◆ Dataset content:

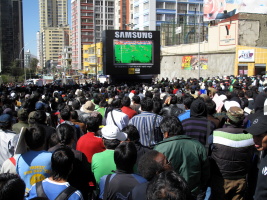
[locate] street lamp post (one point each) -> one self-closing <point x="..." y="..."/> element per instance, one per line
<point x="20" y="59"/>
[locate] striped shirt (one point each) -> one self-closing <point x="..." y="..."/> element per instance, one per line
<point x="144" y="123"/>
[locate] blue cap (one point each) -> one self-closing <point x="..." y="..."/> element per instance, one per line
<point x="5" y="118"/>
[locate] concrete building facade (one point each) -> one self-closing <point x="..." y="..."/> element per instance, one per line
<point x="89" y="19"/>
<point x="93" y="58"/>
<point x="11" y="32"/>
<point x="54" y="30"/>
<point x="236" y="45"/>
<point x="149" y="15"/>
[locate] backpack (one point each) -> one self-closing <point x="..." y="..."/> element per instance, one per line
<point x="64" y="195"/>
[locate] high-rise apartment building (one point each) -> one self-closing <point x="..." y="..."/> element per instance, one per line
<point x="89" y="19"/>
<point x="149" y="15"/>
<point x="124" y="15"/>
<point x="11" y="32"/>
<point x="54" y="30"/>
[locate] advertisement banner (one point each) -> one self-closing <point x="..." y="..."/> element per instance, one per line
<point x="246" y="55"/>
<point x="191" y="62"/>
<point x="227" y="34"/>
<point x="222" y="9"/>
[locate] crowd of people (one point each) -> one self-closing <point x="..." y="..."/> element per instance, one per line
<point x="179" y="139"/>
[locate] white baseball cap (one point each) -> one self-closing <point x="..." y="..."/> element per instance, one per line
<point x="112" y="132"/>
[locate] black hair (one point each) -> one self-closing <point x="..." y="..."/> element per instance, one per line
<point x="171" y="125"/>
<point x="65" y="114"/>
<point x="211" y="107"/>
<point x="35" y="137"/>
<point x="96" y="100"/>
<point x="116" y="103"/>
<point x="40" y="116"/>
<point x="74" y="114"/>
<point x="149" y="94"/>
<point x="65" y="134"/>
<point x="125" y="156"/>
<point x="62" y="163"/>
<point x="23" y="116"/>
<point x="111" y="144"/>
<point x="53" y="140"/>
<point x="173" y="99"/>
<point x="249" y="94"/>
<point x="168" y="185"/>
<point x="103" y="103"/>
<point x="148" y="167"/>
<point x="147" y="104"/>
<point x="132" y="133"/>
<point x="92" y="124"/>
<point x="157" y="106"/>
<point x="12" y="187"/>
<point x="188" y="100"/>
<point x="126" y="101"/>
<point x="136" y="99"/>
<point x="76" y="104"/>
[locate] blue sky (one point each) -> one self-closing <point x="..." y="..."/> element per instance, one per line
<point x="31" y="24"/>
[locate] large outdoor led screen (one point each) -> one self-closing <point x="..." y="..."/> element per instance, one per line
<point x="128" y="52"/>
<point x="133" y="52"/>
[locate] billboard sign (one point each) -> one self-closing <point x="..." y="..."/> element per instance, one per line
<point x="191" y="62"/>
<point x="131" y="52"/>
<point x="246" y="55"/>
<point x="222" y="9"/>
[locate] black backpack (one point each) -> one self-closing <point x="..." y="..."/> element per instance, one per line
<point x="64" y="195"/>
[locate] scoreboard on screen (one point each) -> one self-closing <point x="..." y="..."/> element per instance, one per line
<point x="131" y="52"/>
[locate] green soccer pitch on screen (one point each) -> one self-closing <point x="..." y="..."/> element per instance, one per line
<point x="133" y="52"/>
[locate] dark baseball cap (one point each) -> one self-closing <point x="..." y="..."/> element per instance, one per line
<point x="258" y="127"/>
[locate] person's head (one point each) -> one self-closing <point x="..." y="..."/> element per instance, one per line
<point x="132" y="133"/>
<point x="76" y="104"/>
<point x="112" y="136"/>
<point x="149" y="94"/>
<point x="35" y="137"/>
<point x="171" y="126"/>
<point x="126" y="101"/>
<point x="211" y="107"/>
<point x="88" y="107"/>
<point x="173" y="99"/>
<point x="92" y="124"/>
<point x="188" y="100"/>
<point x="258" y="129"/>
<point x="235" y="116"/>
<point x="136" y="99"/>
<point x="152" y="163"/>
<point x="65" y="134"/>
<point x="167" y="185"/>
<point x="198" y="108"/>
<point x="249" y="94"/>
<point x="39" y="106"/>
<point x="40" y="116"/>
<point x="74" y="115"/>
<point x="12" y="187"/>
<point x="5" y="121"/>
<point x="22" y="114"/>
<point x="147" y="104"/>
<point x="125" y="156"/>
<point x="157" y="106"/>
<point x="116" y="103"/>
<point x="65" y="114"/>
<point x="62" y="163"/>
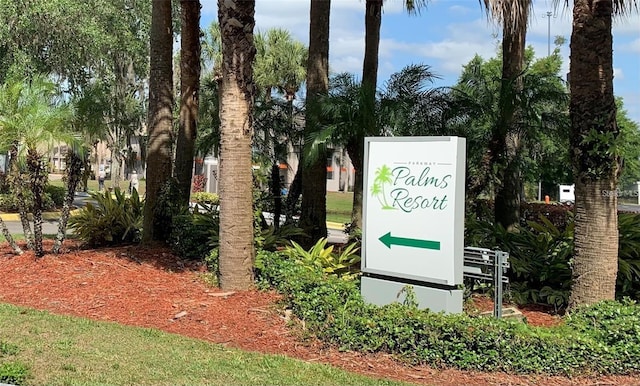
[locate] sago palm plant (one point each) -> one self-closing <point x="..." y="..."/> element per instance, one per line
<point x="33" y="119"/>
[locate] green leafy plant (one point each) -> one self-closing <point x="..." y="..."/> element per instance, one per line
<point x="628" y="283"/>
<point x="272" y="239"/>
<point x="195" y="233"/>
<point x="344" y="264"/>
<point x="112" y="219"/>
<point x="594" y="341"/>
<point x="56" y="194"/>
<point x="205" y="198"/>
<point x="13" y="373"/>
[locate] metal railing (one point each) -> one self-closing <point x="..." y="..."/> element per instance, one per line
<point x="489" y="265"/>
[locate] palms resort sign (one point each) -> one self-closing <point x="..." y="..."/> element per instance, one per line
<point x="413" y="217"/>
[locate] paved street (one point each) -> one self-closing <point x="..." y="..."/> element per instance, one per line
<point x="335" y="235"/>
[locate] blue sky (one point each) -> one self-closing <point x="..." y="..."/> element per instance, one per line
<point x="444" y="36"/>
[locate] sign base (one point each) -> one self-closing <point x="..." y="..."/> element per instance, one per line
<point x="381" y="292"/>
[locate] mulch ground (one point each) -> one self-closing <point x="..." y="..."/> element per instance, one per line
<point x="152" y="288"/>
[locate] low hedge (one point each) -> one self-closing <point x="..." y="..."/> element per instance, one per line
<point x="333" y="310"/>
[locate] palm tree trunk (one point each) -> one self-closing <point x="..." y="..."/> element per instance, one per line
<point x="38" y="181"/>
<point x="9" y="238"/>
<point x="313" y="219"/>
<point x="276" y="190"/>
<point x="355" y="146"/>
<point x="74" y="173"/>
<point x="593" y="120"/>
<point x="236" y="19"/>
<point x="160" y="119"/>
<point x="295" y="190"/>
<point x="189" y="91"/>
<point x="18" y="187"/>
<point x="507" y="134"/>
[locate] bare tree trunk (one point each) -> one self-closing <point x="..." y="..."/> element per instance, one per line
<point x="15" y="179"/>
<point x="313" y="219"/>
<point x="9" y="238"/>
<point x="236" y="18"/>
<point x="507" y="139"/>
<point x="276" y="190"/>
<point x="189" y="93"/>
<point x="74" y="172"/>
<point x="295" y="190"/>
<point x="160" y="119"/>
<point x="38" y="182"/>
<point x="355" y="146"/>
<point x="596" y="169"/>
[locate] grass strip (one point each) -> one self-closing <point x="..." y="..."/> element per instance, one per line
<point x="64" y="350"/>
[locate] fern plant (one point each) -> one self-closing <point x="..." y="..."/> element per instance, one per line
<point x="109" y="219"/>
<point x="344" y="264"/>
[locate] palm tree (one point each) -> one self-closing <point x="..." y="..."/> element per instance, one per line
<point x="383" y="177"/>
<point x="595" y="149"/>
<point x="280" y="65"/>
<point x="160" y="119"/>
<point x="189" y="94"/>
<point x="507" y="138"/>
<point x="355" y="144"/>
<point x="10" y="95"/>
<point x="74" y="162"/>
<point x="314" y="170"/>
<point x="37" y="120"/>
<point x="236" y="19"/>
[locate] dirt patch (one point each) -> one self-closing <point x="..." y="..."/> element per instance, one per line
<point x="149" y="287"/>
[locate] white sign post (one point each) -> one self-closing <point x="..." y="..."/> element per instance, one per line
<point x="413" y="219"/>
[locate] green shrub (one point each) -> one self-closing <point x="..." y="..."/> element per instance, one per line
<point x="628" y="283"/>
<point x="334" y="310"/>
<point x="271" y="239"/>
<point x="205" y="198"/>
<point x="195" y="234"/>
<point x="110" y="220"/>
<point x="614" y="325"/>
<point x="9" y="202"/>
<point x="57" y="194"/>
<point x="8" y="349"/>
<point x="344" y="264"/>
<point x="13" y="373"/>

◆ What you have to do: Reproduce without change every line of the entries above, from the one containing "[locate] fern plant" through the last.

◆ Answer below:
[locate] fern plant (one point each) -> one self-closing <point x="..." y="..."/> element per instance, one per line
<point x="109" y="219"/>
<point x="344" y="264"/>
[locate] palm tree (one point each) -> one self-closing <point x="..." y="..."/> element per instance, one per line
<point x="383" y="177"/>
<point x="595" y="149"/>
<point x="280" y="65"/>
<point x="160" y="119"/>
<point x="189" y="94"/>
<point x="507" y="138"/>
<point x="355" y="144"/>
<point x="10" y="95"/>
<point x="74" y="162"/>
<point x="314" y="170"/>
<point x="37" y="120"/>
<point x="236" y="19"/>
[locate] dirt patch (one point each) -> one self-closing <point x="..." y="..."/> element per instance, one per line
<point x="149" y="287"/>
[locate] white sign post (one point each) -> one self-closing <point x="..." y="..."/> element per instance, one per line
<point x="413" y="219"/>
[locate] green shrub (one point each) -> one self-closing <point x="..." y="..."/> element per instance, one per line
<point x="628" y="283"/>
<point x="334" y="310"/>
<point x="271" y="239"/>
<point x="205" y="198"/>
<point x="195" y="234"/>
<point x="110" y="220"/>
<point x="614" y="325"/>
<point x="9" y="202"/>
<point x="57" y="194"/>
<point x="8" y="349"/>
<point x="344" y="264"/>
<point x="13" y="373"/>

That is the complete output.